(RECORDS PROVIDED begins)

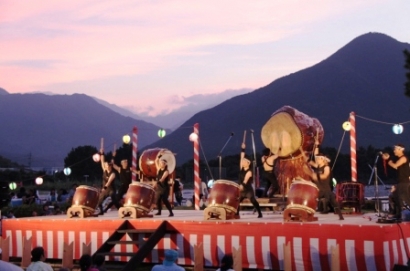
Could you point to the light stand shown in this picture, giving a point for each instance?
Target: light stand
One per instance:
(254, 160)
(220, 155)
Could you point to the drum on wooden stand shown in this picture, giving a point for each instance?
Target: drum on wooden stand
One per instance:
(350, 194)
(84, 202)
(223, 200)
(138, 201)
(147, 161)
(301, 201)
(293, 132)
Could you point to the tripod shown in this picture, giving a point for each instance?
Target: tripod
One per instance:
(376, 185)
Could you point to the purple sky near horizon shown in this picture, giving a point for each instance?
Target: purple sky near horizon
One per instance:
(152, 56)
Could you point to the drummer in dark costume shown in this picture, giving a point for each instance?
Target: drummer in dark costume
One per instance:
(400, 195)
(268, 174)
(245, 182)
(321, 174)
(162, 186)
(108, 189)
(125, 173)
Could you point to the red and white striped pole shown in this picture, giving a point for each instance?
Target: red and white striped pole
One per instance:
(134, 151)
(353, 161)
(197, 180)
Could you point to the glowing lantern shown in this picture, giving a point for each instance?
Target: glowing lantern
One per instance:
(397, 129)
(67, 171)
(210, 183)
(39, 181)
(193, 137)
(12, 186)
(161, 133)
(346, 126)
(96, 157)
(126, 139)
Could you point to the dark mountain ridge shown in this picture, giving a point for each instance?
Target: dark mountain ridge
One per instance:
(48, 127)
(366, 76)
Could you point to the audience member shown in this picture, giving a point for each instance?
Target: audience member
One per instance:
(99, 262)
(37, 261)
(86, 263)
(226, 263)
(169, 262)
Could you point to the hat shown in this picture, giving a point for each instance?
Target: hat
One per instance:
(170, 257)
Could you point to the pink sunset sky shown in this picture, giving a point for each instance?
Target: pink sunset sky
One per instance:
(152, 56)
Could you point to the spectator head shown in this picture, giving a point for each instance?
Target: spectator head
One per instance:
(170, 257)
(98, 260)
(37, 254)
(85, 262)
(226, 262)
(266, 152)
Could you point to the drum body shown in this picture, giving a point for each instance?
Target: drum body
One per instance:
(303, 195)
(293, 132)
(350, 193)
(224, 194)
(86, 197)
(147, 161)
(140, 195)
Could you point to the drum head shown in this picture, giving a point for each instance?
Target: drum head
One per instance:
(170, 158)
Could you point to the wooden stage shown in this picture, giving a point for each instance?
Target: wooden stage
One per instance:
(364, 244)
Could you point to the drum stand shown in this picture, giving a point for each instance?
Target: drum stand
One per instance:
(132, 212)
(220, 213)
(79, 211)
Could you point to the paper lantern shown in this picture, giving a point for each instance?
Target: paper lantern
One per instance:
(67, 171)
(126, 139)
(193, 137)
(161, 133)
(96, 157)
(12, 186)
(346, 126)
(39, 181)
(397, 129)
(210, 183)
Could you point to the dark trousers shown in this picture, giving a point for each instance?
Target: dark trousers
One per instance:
(161, 196)
(272, 185)
(109, 192)
(251, 196)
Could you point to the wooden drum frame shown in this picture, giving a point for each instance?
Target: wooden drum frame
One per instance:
(223, 201)
(84, 202)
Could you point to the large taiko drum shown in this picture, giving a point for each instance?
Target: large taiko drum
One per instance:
(350, 193)
(86, 197)
(303, 195)
(140, 196)
(293, 132)
(147, 161)
(224, 194)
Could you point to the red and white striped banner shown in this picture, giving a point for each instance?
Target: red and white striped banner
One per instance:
(362, 247)
(134, 151)
(353, 161)
(197, 179)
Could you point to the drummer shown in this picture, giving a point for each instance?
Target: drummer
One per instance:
(162, 185)
(125, 173)
(320, 174)
(108, 189)
(245, 182)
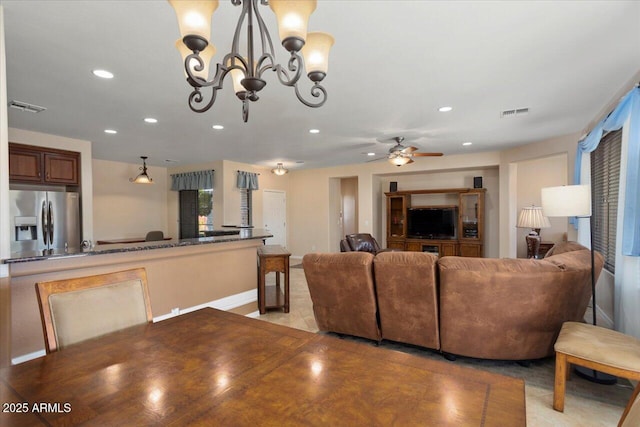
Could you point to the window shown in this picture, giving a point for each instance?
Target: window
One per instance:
(246, 207)
(605, 180)
(196, 213)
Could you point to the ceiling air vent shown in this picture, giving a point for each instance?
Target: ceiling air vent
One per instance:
(515, 112)
(24, 106)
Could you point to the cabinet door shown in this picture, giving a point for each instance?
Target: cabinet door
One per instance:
(395, 244)
(60, 168)
(25, 165)
(396, 216)
(448, 249)
(470, 250)
(414, 246)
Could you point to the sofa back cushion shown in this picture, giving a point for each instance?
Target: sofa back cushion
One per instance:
(511, 308)
(342, 291)
(406, 288)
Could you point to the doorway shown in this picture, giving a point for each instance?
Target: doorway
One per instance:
(274, 215)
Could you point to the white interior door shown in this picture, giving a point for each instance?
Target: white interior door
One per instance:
(275, 216)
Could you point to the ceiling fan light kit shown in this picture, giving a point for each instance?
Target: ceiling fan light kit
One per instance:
(247, 67)
(400, 155)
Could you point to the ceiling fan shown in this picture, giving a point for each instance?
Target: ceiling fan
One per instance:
(400, 155)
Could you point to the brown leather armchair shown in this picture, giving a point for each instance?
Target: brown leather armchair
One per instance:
(361, 242)
(343, 293)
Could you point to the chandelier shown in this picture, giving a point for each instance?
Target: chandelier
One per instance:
(246, 67)
(143, 177)
(279, 170)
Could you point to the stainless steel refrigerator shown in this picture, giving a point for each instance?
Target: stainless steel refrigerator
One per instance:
(44, 222)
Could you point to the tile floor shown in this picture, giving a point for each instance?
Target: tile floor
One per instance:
(586, 404)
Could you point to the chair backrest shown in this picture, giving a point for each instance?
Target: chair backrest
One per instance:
(363, 242)
(74, 310)
(343, 293)
(154, 235)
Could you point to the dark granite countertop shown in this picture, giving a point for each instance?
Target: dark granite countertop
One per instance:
(242, 234)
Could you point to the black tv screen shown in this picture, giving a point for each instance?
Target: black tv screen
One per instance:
(432, 223)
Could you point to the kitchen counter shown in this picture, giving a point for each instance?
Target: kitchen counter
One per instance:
(182, 275)
(218, 237)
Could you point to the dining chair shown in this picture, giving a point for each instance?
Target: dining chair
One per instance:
(154, 236)
(594, 347)
(77, 309)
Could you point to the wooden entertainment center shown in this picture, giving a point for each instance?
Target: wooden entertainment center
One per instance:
(469, 229)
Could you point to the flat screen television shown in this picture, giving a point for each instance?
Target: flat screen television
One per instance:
(432, 222)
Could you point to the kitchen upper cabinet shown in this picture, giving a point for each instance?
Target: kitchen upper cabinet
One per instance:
(29, 164)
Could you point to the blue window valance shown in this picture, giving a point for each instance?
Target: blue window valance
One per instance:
(628, 108)
(248, 180)
(200, 180)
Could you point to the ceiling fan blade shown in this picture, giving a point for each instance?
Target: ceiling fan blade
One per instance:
(426, 154)
(375, 160)
(409, 149)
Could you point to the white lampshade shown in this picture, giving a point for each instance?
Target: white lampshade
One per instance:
(567, 200)
(206, 56)
(316, 52)
(194, 17)
(293, 17)
(532, 217)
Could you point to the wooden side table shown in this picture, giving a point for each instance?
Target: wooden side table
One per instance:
(273, 258)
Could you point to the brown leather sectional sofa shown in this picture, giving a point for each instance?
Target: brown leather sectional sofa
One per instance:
(506, 309)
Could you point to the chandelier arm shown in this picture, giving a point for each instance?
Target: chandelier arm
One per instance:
(283, 75)
(317, 91)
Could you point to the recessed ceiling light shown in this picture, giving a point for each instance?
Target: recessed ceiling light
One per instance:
(103, 74)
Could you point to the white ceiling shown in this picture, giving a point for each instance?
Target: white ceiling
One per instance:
(394, 63)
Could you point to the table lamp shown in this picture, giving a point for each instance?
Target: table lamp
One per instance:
(532, 217)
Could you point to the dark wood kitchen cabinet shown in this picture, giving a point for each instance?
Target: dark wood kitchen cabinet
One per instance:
(29, 164)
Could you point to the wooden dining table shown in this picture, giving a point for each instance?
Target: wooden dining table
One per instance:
(215, 368)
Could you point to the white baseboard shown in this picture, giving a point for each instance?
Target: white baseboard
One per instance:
(226, 303)
(27, 357)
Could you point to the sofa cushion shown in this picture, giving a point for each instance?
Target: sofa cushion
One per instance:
(406, 289)
(562, 247)
(342, 291)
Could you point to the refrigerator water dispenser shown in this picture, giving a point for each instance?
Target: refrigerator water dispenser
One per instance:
(26, 228)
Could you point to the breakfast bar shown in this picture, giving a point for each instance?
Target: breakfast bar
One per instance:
(183, 275)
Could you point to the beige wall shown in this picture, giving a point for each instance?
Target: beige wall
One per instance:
(122, 209)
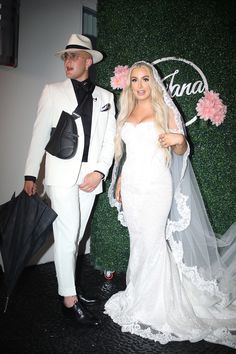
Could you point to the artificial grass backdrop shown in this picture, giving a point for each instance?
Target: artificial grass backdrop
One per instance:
(199, 31)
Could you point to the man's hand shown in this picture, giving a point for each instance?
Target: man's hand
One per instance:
(91, 181)
(118, 190)
(30, 187)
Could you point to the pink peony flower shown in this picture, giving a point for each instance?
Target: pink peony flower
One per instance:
(211, 107)
(118, 81)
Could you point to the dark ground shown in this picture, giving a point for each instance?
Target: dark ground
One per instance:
(34, 324)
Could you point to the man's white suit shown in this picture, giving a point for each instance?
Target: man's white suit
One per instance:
(62, 177)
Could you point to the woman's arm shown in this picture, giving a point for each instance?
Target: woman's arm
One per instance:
(176, 141)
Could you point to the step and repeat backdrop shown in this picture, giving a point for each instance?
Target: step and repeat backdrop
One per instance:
(192, 45)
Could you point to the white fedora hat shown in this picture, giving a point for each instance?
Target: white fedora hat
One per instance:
(78, 42)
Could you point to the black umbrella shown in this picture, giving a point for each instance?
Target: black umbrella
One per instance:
(25, 225)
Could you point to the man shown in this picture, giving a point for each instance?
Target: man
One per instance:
(72, 184)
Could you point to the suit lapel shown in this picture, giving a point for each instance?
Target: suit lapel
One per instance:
(96, 109)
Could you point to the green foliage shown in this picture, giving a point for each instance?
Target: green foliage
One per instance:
(201, 32)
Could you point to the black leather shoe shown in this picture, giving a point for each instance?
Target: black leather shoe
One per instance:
(79, 315)
(86, 300)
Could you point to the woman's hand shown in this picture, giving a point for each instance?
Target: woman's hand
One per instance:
(174, 140)
(30, 187)
(118, 190)
(91, 181)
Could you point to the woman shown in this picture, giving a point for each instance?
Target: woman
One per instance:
(180, 286)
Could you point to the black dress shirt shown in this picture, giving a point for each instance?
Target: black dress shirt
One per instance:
(83, 92)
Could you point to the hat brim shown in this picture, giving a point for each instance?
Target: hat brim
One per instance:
(96, 55)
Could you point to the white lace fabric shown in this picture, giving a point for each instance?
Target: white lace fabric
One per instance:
(181, 279)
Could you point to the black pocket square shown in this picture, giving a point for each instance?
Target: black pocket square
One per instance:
(106, 107)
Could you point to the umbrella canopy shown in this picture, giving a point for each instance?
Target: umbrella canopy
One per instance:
(25, 225)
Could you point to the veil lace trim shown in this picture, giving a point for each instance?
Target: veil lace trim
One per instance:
(211, 273)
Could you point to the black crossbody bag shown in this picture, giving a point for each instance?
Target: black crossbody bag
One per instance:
(63, 142)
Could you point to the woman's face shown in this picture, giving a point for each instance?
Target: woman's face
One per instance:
(140, 83)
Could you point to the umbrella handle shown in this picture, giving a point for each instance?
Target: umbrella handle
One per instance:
(6, 304)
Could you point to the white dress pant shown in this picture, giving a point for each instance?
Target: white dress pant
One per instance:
(73, 208)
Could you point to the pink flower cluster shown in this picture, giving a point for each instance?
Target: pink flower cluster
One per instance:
(118, 81)
(211, 107)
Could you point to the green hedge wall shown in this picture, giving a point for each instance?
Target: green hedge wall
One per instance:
(199, 31)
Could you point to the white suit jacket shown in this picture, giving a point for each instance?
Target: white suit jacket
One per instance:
(54, 99)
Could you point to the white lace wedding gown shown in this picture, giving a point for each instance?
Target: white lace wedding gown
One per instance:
(159, 302)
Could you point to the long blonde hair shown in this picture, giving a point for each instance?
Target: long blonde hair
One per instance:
(127, 103)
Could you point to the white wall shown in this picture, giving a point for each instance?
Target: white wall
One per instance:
(45, 27)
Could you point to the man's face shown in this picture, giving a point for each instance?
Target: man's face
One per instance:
(76, 65)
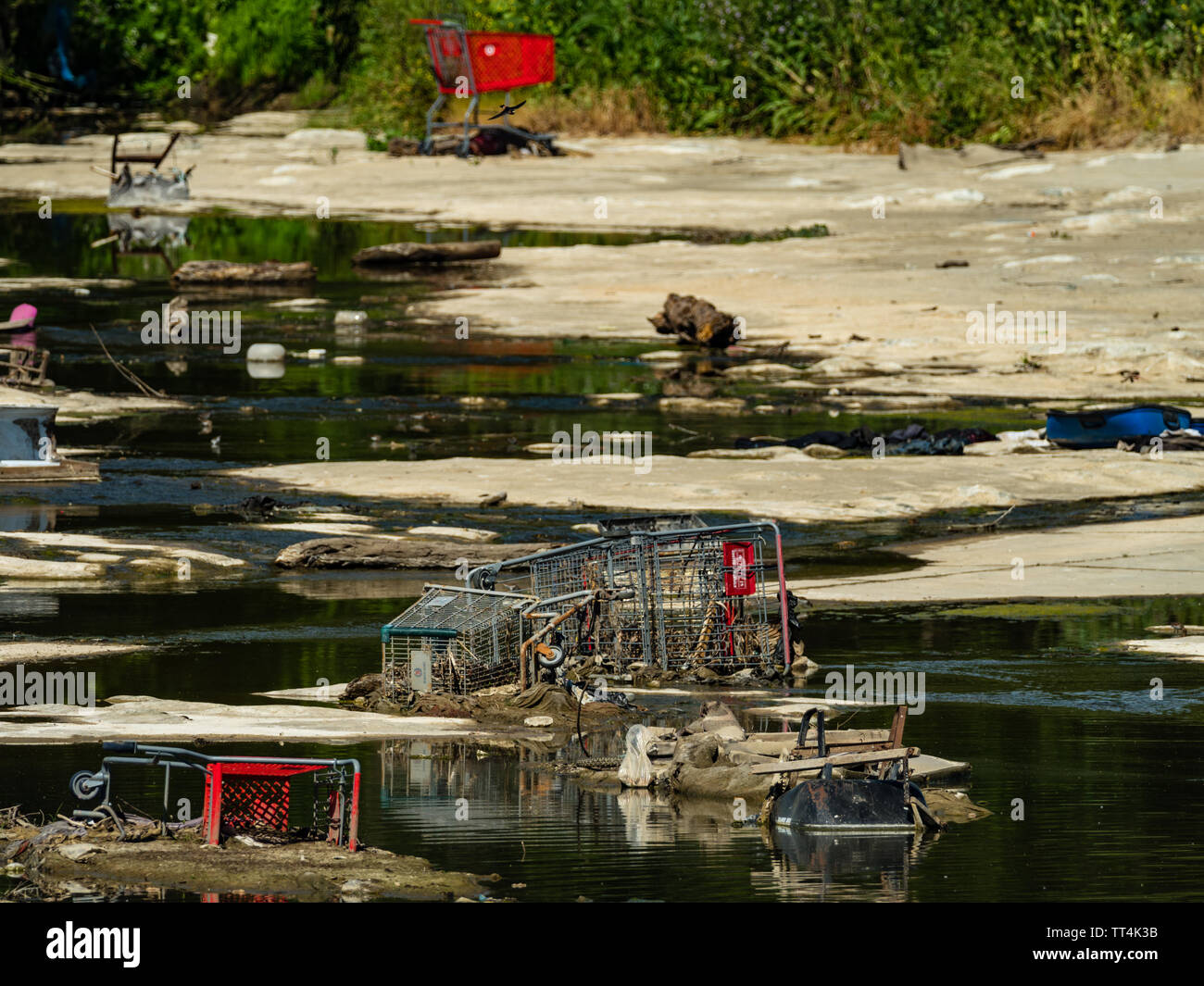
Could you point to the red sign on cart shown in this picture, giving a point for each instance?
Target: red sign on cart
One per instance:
(739, 571)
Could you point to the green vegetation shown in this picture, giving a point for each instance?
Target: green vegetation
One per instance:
(850, 70)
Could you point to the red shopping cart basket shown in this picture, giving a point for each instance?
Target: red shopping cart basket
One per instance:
(470, 63)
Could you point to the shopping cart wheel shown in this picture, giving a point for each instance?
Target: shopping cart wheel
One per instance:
(85, 785)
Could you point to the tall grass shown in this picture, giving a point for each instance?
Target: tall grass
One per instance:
(872, 71)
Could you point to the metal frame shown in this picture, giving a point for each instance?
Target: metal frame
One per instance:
(462, 68)
(665, 593)
(472, 636)
(345, 817)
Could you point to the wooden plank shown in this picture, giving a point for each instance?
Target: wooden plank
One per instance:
(429, 253)
(838, 760)
(225, 272)
(834, 736)
(68, 471)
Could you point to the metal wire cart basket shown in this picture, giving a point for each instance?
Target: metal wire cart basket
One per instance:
(470, 63)
(454, 640)
(684, 598)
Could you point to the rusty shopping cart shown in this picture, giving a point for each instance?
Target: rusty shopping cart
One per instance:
(470, 63)
(705, 596)
(454, 640)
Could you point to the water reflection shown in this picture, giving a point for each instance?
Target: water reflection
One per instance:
(815, 866)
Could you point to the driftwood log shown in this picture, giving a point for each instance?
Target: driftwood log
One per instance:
(429, 253)
(695, 320)
(228, 272)
(394, 553)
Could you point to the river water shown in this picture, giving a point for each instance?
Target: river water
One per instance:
(1055, 721)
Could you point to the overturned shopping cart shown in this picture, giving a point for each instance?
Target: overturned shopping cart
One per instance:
(242, 793)
(470, 63)
(454, 640)
(683, 600)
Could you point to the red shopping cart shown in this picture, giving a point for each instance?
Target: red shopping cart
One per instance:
(470, 63)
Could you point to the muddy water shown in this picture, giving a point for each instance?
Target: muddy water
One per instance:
(1032, 697)
(406, 396)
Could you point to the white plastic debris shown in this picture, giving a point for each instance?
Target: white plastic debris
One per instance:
(636, 769)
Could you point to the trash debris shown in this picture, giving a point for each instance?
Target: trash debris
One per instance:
(242, 794)
(398, 255)
(147, 188)
(225, 272)
(913, 440)
(636, 770)
(696, 321)
(472, 63)
(1104, 428)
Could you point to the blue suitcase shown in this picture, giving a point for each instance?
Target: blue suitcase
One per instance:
(1103, 429)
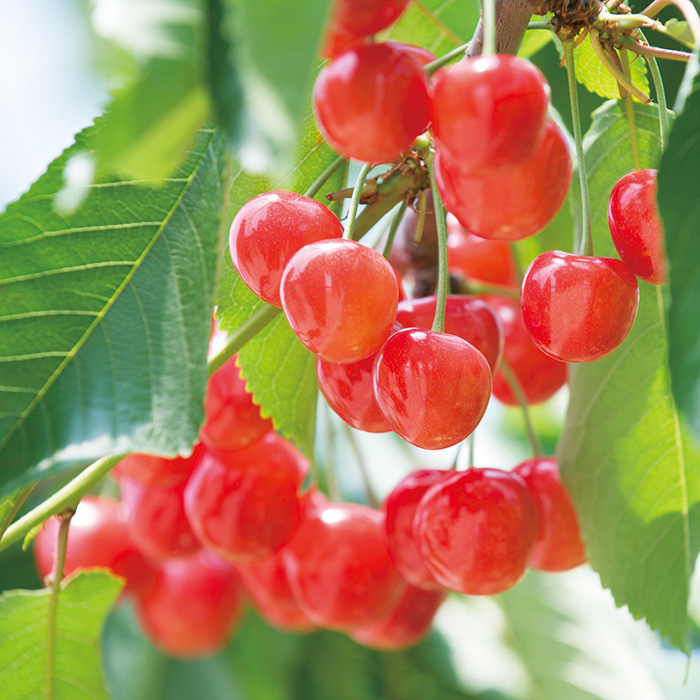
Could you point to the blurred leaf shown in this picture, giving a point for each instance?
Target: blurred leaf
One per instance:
(679, 205)
(626, 459)
(591, 72)
(83, 604)
(105, 316)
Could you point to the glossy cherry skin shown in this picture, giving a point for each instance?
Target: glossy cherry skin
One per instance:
(408, 623)
(400, 508)
(558, 545)
(476, 530)
(433, 388)
(340, 299)
(478, 258)
(636, 227)
(193, 607)
(156, 521)
(513, 203)
(465, 316)
(489, 112)
(539, 375)
(372, 102)
(97, 538)
(243, 505)
(578, 308)
(268, 230)
(232, 420)
(339, 567)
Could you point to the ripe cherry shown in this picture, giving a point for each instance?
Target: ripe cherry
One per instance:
(476, 530)
(243, 505)
(372, 102)
(509, 204)
(400, 508)
(193, 607)
(489, 112)
(340, 299)
(432, 388)
(339, 567)
(636, 227)
(539, 375)
(578, 308)
(558, 545)
(268, 230)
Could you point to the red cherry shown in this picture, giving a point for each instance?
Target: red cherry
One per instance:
(578, 308)
(476, 530)
(339, 567)
(400, 508)
(156, 521)
(636, 227)
(243, 505)
(193, 607)
(479, 258)
(268, 230)
(433, 388)
(539, 375)
(97, 538)
(465, 316)
(509, 204)
(558, 546)
(232, 420)
(489, 112)
(372, 102)
(340, 299)
(408, 623)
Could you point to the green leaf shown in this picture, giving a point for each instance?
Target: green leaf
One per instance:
(83, 604)
(678, 183)
(105, 316)
(625, 457)
(591, 73)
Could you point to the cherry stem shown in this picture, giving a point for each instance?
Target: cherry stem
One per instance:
(443, 286)
(65, 518)
(587, 234)
(355, 201)
(321, 180)
(517, 389)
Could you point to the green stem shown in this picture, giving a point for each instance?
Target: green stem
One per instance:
(355, 201)
(443, 286)
(587, 238)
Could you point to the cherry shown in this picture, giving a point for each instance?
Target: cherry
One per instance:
(232, 420)
(193, 607)
(432, 388)
(478, 258)
(476, 530)
(339, 567)
(578, 308)
(268, 230)
(636, 227)
(509, 204)
(156, 521)
(243, 505)
(489, 112)
(465, 316)
(406, 624)
(539, 375)
(97, 538)
(372, 102)
(558, 545)
(400, 508)
(340, 299)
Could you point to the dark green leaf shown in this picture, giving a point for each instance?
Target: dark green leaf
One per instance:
(625, 457)
(105, 316)
(83, 604)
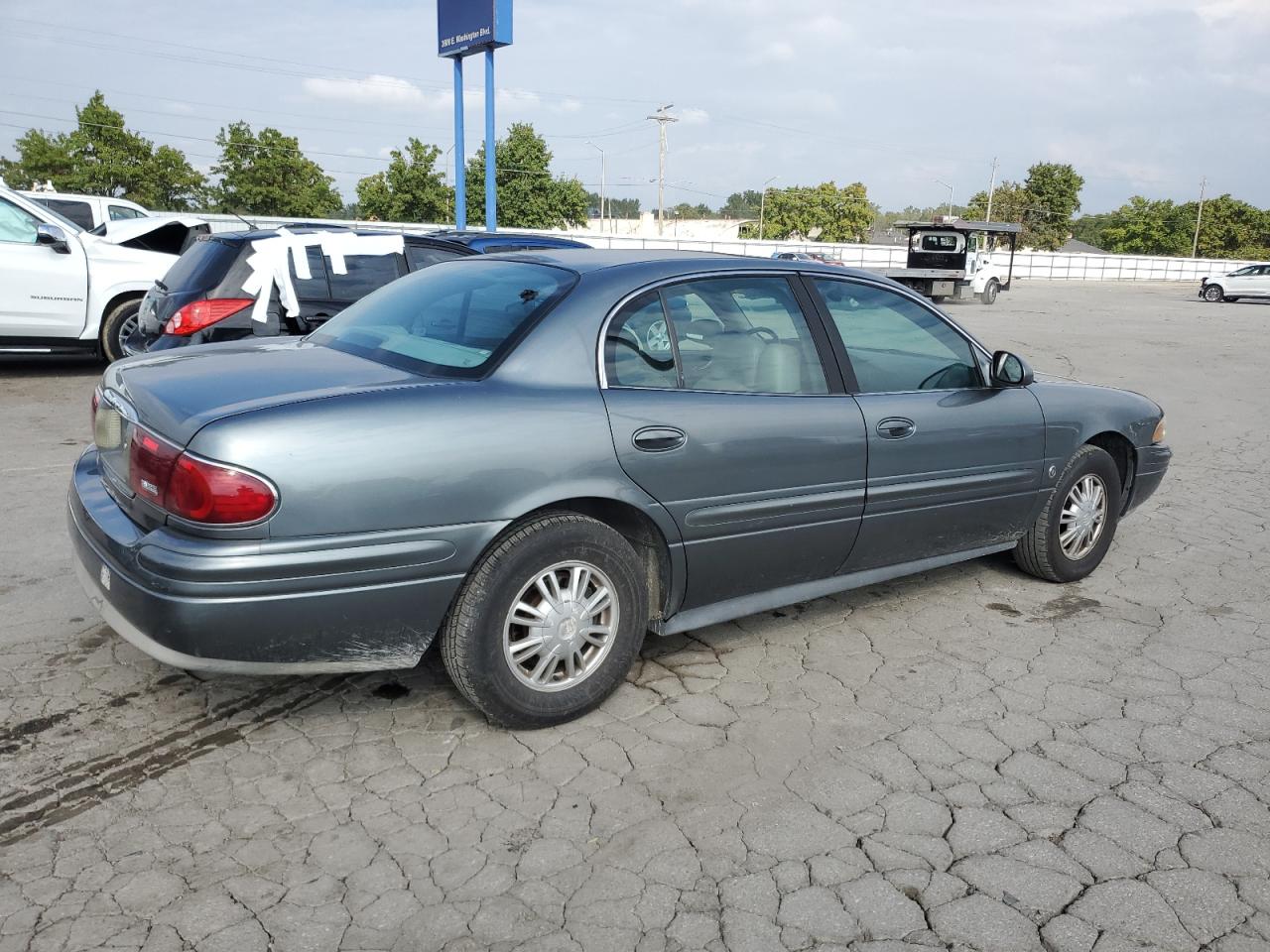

(RECORDS PROVIDED ends)

__WHAT THE TASK REQUIRES__: Only the lines containing the word "audience" should be returned from the data above.

__WRITTEN ANSWER__:
Could you point to the audience member shown in this picture, giving a point for each instance?
Target: audience member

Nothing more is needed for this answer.